▶ What is required
In the listing below, find the line holding "Target: metal truss" and the line holding "column 443, row 66". Write out those two lines and all lines between, exactly, and nothing more.

▶ Data for analysis
··········
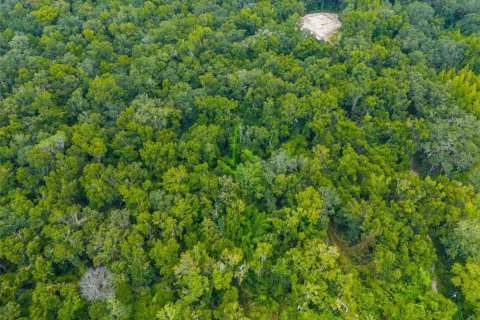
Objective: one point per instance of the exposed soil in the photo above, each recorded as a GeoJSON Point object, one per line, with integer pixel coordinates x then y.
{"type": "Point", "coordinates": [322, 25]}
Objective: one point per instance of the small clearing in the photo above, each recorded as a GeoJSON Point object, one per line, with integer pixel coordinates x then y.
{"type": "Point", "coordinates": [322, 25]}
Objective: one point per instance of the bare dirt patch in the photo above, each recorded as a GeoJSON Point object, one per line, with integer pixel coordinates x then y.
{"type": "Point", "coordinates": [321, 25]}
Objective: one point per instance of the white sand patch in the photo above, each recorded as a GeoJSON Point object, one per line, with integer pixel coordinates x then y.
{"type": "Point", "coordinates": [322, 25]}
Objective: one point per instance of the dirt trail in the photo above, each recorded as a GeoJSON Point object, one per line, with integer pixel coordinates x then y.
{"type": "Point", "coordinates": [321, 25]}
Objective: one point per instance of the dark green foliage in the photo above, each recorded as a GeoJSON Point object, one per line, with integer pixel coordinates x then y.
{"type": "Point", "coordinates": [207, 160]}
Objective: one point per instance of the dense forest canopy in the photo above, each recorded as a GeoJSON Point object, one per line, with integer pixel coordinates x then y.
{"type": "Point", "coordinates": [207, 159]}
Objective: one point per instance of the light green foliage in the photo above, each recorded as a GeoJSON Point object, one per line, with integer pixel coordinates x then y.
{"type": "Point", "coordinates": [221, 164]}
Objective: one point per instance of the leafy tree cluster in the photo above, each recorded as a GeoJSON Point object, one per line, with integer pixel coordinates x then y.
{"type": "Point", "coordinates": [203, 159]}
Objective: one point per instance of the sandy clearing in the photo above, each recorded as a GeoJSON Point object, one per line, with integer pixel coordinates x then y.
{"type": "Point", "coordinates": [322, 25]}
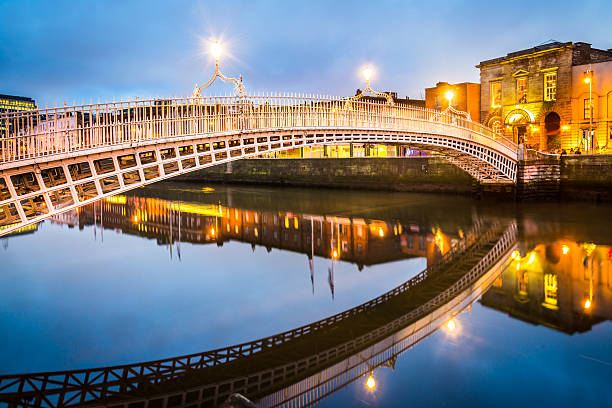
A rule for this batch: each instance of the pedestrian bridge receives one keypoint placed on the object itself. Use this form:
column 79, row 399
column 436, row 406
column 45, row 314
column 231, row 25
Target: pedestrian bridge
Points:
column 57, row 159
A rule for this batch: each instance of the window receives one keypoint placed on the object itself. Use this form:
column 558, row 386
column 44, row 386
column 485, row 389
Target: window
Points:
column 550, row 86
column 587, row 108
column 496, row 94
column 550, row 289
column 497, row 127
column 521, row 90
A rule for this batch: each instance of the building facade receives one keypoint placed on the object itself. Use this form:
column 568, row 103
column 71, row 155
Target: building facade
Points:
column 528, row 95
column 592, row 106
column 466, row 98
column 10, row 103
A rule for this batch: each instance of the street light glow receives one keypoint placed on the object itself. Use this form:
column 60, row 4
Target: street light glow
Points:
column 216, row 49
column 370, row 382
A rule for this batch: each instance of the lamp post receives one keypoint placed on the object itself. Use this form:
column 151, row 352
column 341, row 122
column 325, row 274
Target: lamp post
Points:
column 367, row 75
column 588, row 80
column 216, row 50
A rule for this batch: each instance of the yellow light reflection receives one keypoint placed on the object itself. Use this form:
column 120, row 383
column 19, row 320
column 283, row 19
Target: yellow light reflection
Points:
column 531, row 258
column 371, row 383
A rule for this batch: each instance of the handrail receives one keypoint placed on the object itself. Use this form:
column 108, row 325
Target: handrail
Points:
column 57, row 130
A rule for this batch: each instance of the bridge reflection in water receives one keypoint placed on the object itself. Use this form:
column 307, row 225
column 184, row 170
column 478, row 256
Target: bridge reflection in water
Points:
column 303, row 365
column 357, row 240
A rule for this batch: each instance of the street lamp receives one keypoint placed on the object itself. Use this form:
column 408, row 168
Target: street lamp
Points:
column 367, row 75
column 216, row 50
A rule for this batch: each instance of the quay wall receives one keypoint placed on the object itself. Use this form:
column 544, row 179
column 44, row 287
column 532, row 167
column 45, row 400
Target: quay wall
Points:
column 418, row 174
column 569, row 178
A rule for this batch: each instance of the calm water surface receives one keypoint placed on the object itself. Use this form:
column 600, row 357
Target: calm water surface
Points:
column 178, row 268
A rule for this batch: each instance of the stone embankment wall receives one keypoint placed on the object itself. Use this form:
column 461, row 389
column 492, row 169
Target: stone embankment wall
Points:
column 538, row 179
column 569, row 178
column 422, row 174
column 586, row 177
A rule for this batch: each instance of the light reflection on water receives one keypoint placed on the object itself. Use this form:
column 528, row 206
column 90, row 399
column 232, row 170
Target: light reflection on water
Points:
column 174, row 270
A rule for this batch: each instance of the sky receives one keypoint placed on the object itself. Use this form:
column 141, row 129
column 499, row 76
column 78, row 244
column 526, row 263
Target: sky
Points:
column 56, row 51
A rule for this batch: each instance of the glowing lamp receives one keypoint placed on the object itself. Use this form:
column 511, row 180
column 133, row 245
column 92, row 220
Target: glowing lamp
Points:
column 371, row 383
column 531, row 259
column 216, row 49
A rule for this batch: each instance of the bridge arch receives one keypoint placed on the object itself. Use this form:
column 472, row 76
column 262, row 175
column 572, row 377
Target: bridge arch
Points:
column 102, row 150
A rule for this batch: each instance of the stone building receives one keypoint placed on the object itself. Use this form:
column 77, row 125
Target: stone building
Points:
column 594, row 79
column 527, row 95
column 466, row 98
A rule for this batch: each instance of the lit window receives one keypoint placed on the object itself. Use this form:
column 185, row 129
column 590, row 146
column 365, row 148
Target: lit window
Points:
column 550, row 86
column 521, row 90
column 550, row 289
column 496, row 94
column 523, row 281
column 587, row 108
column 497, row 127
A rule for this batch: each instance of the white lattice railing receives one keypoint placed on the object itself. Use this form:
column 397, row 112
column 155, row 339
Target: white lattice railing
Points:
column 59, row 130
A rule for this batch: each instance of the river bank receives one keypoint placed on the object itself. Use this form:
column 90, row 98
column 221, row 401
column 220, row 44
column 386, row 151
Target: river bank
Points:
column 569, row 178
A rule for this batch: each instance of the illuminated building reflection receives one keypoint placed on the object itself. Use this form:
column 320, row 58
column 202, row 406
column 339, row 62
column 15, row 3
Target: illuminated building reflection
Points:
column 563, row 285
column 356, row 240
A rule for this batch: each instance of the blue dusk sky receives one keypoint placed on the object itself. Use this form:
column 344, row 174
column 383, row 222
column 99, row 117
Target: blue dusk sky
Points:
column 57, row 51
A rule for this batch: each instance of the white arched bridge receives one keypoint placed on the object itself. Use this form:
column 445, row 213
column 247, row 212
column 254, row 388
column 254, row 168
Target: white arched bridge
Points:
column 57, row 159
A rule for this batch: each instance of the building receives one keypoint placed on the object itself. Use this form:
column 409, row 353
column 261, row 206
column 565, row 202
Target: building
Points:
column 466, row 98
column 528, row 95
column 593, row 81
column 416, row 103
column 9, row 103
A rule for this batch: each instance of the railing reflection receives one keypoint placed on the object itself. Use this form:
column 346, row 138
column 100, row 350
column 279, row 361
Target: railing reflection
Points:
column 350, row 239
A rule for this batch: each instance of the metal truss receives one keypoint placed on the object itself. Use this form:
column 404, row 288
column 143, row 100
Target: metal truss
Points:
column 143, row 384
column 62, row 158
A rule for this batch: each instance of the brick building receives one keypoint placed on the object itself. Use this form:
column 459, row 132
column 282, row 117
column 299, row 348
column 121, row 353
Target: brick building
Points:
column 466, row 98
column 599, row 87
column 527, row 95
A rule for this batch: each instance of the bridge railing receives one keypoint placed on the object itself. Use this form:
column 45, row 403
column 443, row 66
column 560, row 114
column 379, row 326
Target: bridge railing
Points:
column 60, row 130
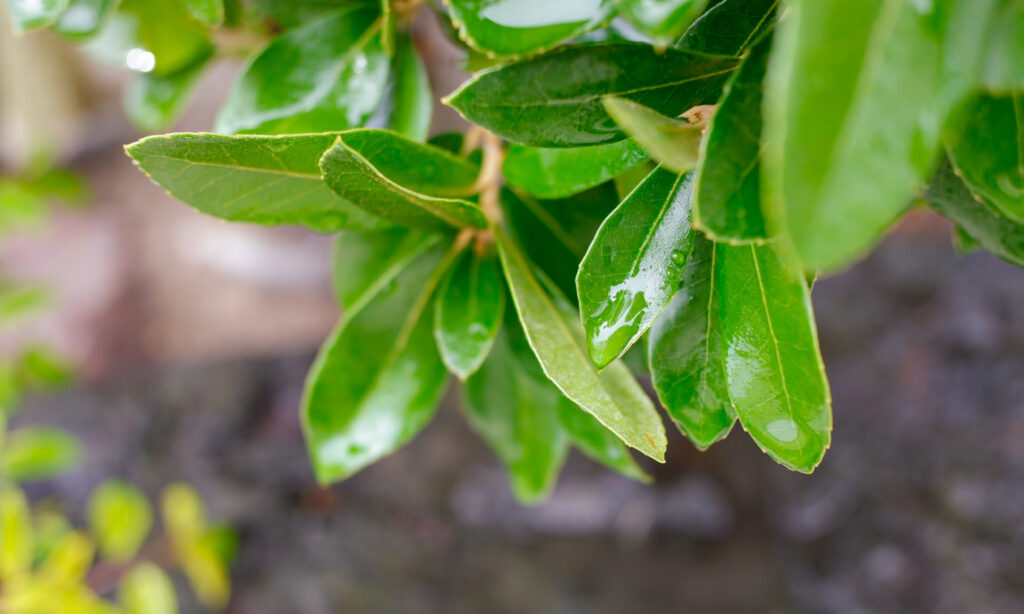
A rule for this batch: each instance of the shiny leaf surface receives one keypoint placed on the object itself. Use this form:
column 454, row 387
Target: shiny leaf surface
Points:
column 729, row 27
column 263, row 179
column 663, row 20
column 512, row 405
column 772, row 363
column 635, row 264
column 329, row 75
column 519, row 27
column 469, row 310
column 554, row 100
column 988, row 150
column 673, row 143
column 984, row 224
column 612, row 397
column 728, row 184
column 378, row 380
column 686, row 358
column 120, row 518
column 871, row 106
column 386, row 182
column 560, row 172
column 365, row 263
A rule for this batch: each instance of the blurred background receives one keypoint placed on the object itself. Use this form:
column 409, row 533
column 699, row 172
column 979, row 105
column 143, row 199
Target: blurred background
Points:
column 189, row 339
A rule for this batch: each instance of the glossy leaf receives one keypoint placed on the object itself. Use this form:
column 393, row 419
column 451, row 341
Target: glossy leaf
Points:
··········
▶ Result
Target: metal truss
Points:
column 143, row 384
column 62, row 158
A rule for this batch: each instance of the brick building receives one keypoint placed on the object itself. Use this form:
column 459, row 132
column 282, row 117
column 299, row 348
column 121, row 353
Target: brick building
Points:
column 466, row 98
column 599, row 87
column 527, row 95
A rule for this batch: each instance of the bridge railing receives one keypoint placed on the object itself. Use this form:
column 45, row 403
column 443, row 66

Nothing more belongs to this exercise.